TASK TO COMPLETE - The expected output is exactly the lines below, starting at the line with "Spot the arched" and ending at the line with "[[293, 517], [601, 93], [29, 328]]", both included; no other line belongs in it.

SUPPLIED RECORDS -
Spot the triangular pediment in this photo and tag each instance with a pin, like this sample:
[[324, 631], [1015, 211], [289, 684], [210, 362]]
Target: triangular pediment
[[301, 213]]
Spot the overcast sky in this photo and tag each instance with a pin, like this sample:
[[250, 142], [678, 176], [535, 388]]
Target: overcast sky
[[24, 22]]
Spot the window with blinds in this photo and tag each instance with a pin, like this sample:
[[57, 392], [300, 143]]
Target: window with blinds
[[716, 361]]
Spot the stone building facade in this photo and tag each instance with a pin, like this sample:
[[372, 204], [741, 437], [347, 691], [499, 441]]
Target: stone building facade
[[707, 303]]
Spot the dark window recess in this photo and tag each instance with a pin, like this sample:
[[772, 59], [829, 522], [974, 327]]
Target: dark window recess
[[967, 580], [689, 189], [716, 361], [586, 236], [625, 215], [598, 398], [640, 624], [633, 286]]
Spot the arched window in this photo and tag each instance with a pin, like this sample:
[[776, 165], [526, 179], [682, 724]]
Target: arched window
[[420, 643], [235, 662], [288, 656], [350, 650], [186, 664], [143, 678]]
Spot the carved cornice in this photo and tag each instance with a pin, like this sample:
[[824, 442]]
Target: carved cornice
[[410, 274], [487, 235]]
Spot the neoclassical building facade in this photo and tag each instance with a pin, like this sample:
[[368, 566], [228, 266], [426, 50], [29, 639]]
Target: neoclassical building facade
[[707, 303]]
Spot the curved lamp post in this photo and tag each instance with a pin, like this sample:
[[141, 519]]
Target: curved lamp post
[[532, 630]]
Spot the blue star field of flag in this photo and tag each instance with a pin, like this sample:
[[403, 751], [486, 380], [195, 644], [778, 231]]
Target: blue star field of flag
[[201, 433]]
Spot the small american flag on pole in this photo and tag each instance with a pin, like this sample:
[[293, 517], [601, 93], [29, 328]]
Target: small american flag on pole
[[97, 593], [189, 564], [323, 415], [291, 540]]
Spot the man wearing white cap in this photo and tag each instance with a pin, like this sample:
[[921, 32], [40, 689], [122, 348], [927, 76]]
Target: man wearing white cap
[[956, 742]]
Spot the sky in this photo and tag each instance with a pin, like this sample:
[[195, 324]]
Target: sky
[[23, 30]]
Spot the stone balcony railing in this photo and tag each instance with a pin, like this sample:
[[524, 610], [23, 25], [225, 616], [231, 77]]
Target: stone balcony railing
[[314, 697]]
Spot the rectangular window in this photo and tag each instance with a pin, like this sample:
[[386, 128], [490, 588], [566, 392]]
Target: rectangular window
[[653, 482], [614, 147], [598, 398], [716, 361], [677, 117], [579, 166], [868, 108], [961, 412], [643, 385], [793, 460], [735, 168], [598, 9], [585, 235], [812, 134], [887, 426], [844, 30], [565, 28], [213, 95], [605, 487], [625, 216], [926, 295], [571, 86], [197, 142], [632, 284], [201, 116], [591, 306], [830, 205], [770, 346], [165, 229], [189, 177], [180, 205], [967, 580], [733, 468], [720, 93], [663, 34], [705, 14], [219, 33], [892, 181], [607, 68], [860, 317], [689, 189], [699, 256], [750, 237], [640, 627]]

--

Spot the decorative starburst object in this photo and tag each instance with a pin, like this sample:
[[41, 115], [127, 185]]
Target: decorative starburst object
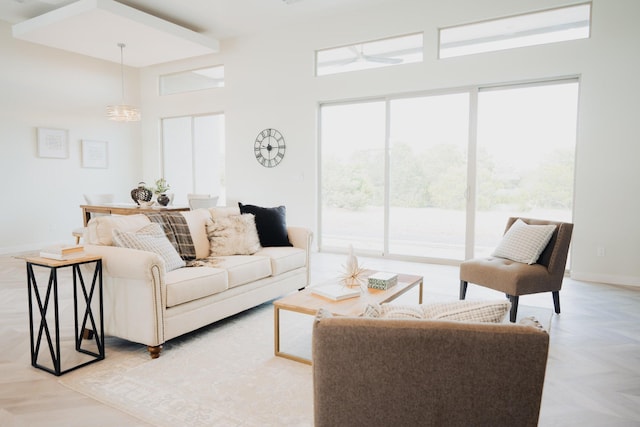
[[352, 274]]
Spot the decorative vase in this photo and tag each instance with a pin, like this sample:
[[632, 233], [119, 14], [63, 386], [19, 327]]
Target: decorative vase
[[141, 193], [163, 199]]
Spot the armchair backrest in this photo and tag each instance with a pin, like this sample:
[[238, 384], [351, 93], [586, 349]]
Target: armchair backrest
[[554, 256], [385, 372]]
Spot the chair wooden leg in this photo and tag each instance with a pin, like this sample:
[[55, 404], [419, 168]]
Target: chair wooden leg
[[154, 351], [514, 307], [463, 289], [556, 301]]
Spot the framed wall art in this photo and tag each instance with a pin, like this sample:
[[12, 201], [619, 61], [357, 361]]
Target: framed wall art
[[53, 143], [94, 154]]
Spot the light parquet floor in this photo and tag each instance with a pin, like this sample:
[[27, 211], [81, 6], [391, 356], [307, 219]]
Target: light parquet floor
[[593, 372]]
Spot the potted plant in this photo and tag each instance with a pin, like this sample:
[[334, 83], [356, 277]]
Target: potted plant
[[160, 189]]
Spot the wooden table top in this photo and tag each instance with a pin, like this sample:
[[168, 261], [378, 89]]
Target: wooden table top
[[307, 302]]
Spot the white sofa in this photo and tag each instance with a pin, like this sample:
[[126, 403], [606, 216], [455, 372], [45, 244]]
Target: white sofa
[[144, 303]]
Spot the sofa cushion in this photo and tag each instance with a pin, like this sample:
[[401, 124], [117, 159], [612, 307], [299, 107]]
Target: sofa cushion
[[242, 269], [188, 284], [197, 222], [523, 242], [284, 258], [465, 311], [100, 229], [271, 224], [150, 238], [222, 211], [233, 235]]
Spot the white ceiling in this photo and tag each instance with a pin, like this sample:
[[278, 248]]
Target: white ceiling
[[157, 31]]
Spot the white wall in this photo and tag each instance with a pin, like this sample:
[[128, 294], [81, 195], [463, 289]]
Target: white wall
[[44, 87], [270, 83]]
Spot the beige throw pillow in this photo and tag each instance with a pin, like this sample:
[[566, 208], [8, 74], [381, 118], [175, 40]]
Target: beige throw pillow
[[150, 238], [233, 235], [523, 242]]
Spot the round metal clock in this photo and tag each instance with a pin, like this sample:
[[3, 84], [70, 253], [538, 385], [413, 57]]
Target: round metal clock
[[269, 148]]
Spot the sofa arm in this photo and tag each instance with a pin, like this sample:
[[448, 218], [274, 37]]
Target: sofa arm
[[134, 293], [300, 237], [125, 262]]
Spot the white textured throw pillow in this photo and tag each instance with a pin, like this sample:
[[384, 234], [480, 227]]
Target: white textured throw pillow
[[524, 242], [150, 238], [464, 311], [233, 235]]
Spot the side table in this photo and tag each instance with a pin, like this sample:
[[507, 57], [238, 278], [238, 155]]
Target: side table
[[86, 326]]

...

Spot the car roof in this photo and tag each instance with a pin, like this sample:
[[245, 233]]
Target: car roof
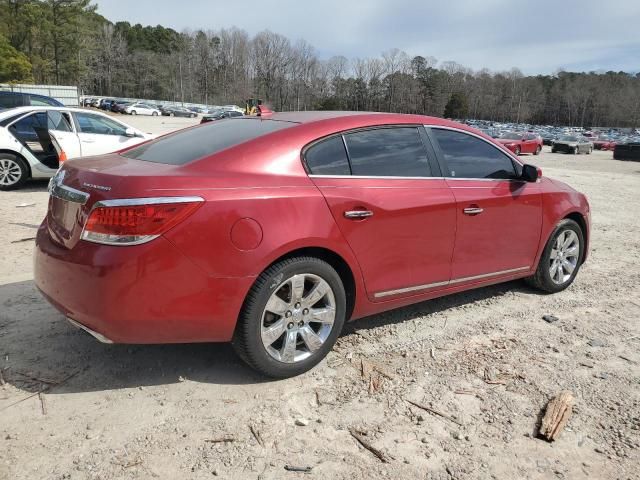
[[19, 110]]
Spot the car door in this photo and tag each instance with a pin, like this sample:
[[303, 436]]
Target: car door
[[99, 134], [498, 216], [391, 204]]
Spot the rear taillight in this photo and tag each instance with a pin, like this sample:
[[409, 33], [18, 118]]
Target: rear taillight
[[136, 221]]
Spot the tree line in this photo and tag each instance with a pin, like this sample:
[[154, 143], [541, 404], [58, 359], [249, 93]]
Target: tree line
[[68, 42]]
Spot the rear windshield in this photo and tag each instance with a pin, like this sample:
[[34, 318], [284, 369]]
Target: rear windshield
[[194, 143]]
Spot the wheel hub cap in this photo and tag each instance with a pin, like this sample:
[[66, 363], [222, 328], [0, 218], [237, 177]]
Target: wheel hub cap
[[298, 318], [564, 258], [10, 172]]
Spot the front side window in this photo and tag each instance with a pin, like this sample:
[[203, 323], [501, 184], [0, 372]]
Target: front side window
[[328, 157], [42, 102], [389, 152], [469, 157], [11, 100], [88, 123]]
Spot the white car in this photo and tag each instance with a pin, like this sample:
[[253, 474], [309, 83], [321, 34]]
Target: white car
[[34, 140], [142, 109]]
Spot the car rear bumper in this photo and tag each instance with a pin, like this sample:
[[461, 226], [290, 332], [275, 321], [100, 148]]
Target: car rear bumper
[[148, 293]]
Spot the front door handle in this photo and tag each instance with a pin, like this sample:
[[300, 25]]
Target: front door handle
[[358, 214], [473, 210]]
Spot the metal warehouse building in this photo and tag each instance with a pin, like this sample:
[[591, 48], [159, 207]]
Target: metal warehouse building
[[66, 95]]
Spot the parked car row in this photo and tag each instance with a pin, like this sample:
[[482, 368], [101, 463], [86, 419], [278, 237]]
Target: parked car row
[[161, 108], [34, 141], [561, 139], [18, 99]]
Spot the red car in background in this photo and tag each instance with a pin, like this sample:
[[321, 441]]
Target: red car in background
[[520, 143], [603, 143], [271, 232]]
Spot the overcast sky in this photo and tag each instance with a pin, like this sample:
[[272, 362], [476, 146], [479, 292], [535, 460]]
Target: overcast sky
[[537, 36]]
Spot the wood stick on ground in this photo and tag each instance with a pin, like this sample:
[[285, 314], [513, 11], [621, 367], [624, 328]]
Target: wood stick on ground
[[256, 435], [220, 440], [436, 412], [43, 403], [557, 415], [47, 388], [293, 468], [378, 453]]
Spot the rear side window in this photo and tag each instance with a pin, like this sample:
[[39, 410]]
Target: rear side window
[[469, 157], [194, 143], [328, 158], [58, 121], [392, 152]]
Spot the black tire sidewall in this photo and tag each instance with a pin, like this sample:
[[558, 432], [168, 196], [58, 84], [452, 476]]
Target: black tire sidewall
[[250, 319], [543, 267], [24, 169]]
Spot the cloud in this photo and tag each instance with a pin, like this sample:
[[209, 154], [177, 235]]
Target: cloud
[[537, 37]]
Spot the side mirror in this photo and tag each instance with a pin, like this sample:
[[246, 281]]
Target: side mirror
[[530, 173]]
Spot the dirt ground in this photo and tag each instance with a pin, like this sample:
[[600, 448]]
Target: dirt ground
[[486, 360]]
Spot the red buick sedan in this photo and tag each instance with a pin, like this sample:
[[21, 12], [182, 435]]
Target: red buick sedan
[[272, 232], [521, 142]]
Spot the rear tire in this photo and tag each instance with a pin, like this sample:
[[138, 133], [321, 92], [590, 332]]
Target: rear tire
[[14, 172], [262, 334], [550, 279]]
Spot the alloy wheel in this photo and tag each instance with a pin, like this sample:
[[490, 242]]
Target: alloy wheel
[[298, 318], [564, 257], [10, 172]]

ANSWER SPACE -
Spot the arched window in this photo and tag each instance with a pin, like this sample:
[[776, 165], [526, 179], [682, 724]]
Target: arched window
[[420, 643], [235, 662], [288, 656], [350, 650], [186, 664], [143, 678]]
Spot the carved cornice in this photo and tag each instance with a pin, like this sample:
[[824, 442]]
Target: carved cornice
[[410, 274], [487, 235]]
Spot the neoclassical building facade in this photo and tag each instance with a pin, like this sample:
[[368, 566], [228, 266], [426, 50], [29, 639]]
Target: neoclassical building facade
[[707, 303]]
Spot the curved lamp post in this photo and tag each instance with a pin, like this sample:
[[141, 519]]
Target: curved lamp post
[[532, 630]]
Spot the blue star field of flag in this photo and tag each instance with a pin, like this sample:
[[403, 751], [486, 380], [195, 644], [778, 231]]
Target: blue star field of flag
[[201, 433]]
Spot the small american flag on pole in this photo and tag each instance with a pin, like this sample:
[[293, 517], [601, 93], [29, 328]]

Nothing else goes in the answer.